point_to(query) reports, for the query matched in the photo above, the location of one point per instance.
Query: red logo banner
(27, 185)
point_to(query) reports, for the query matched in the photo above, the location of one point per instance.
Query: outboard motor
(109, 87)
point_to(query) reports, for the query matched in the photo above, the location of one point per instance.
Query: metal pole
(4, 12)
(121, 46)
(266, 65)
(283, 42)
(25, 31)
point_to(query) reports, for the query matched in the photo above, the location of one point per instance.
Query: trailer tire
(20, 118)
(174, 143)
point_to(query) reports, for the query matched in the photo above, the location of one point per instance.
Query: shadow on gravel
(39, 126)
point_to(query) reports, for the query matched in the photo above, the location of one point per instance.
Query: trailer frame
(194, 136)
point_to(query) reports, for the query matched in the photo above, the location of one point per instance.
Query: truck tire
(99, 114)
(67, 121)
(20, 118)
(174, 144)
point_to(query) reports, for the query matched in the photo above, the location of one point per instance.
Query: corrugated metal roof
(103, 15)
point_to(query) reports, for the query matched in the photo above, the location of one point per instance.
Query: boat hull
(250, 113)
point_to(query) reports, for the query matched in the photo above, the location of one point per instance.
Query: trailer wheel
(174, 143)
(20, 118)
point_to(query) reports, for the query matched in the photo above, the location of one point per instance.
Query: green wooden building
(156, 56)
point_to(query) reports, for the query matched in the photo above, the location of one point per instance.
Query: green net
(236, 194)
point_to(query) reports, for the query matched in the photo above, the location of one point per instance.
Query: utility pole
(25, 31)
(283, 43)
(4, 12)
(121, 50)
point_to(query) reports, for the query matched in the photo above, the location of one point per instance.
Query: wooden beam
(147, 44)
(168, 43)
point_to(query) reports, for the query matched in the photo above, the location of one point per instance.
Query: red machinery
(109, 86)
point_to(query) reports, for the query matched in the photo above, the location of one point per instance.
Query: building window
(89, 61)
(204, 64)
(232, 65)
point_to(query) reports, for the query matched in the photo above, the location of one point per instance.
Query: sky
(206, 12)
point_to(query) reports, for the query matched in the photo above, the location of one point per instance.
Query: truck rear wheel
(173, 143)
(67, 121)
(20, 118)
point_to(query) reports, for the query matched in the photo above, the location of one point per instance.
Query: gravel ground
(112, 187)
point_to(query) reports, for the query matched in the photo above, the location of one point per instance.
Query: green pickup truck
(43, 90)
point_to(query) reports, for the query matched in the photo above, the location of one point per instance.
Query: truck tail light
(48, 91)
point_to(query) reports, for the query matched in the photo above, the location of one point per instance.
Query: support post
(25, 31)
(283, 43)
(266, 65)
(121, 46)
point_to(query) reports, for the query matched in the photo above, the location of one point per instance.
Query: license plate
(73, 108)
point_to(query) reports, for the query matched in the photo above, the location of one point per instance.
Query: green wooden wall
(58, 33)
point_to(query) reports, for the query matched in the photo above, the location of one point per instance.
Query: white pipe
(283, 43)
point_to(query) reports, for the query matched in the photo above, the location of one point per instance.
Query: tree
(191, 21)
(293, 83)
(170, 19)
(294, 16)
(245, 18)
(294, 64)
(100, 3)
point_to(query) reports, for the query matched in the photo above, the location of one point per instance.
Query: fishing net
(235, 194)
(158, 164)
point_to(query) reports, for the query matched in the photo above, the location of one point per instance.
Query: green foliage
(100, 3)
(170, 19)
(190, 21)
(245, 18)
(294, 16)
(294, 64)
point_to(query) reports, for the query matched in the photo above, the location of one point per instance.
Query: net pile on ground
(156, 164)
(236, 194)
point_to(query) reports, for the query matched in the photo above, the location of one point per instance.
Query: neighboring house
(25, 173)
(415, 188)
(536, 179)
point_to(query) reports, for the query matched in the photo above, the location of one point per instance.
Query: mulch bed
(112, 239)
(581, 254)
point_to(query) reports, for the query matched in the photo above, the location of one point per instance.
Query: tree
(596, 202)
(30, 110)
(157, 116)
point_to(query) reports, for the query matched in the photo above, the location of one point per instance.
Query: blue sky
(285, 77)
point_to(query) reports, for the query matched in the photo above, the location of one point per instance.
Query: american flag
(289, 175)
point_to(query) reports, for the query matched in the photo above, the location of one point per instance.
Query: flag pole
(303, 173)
* * * *
• [Work required] The full set of records above is to be printed exactly as it appears.

• [Solution to this exercise]
point_to(query) reports, for the query matched in the photo above, the location of one point per instance.
Query: red logo banner
(27, 185)
point_to(query) reports, for the query matched in the photo above, the location of one point per instance.
Query: outboard motor
(109, 87)
point_to(query) reports, for the query matched in the photo above, the location of one point per instance.
Query: metal pole
(4, 12)
(121, 46)
(266, 65)
(283, 42)
(25, 31)
point_to(query) reports, for the query matched in the photo above, the location of one point per instance.
Query: trailer tire
(20, 118)
(174, 143)
point_to(query) reports, for the query matched in the photo above, the location of one point per instance.
Query: shadow on gravel
(39, 126)
point_to(query) reports, for the query matched in the photo above, the location of one point per instance.
Query: trailer frame
(194, 136)
point_to(query) reports, for the query matched in the photo above, the location of one point per instance.
Query: truck tire
(99, 114)
(67, 121)
(20, 118)
(174, 144)
point_to(query) reports, for the query matched in the photo above, the location of one point per instance.
Query: corrugated metal roof
(103, 15)
point_to(query) reports, for the query matched in the photo above, the location of one point per instance.
Query: boat hull
(250, 113)
point_to(query) reports, for the query matched in the photo above, the location of one point per instance.
Query: trailer wheel
(174, 143)
(20, 118)
point_to(query) reports, for the query matched in the photo above, the location of one point per instance.
Query: green wooden building
(156, 56)
point_to(query) reports, for the query matched in the photo above, the location of one point per instance.
Query: green net
(236, 194)
point_to(query) reports, for the query matched in the photo above, the location of one point per instance.
Query: utility pole
(25, 31)
(283, 43)
(4, 12)
(121, 50)
point_to(query) reports, for the query matched in the photo above, the location of one point per instance.
Query: wooden beam
(147, 44)
(168, 43)
point_to(query) reports, for the query matched in the photo above, the location of one point per instance.
Query: red machinery
(109, 86)
point_to(query) reports, for the query matched in the photo above, the location of one point per instance.
Query: building window
(89, 61)
(204, 64)
(232, 65)
point_to(query) reports, for the query matched in the photo above, the location of one point per instance.
Query: sky
(206, 12)
point_to(query) reports, for the query matched in the photo above, the location of one point per instance.
Query: truck rear wheel
(173, 143)
(67, 121)
(20, 118)
point_to(query) reports, for the query matched in the photo above, the location of one point per instance.
Query: gravel ground
(112, 187)
point_to(query) reports, for the query matched in the photo above, the location of one point per instance.
Query: green pickup truck
(43, 90)
point_to(query) reports, for the query matched in the photo above, the location of one point per instance.
Query: truck tail light
(48, 91)
point_to(query) reports, for the query matched in the photo above, the location of one point per instance.
Query: support post
(25, 31)
(283, 43)
(266, 65)
(121, 46)
point_to(query) reports, for the query matched in the photo above, the location of one point per instance.
Query: license plate
(73, 108)
point_to(query) reports, for the query matched in the photo above, the location of one point per instance.
Query: green wooden wall
(58, 33)
point_to(query) reports, for the query matched in the photo above, the location of one point per instance.
Query: white pipe
(283, 43)
point_to(query) reports, for the query matched in the photo above, the location of one point per instance.
Query: tree
(191, 21)
(293, 83)
(170, 19)
(294, 16)
(245, 18)
(294, 64)
(100, 3)
point_to(query) reports, for the query matched in the photo above, the location of one point per instance.
Query: fishing net
(235, 194)
(158, 164)
point_to(query) reports, for the query matched in the photo above, the location of one point per instance.
Query: green foliage
(100, 3)
(170, 19)
(190, 21)
(245, 18)
(294, 16)
(294, 64)
point_to(query) reports, for the query matched in the photo above, the location of one point per instance.
Query: net pile on ground
(156, 164)
(236, 194)
point_to(query) reports, for the query matched in the photo above, the location of one point per instance.
Query: neighboring house
(25, 173)
(415, 188)
(536, 179)
point_to(query) reports, for the query matched in the photo above, the location of one point per instance.
Query: mulch bed
(112, 239)
(581, 254)
point_to(query) reports, for the query matched in the photo above, the location of one point per instance.
Query: tree
(596, 202)
(30, 110)
(157, 116)
point_to(query) reports, for the query matched in the photo above, the location of one point per instance.
Query: blue sky
(285, 77)
point_to(query) reports, for the query matched in the photo above, the location of one point per instance.
Query: american flag
(289, 175)
point_to(query) reports, for the query matched in the photo above, the location of one point per instance.
Query: flag pole
(303, 173)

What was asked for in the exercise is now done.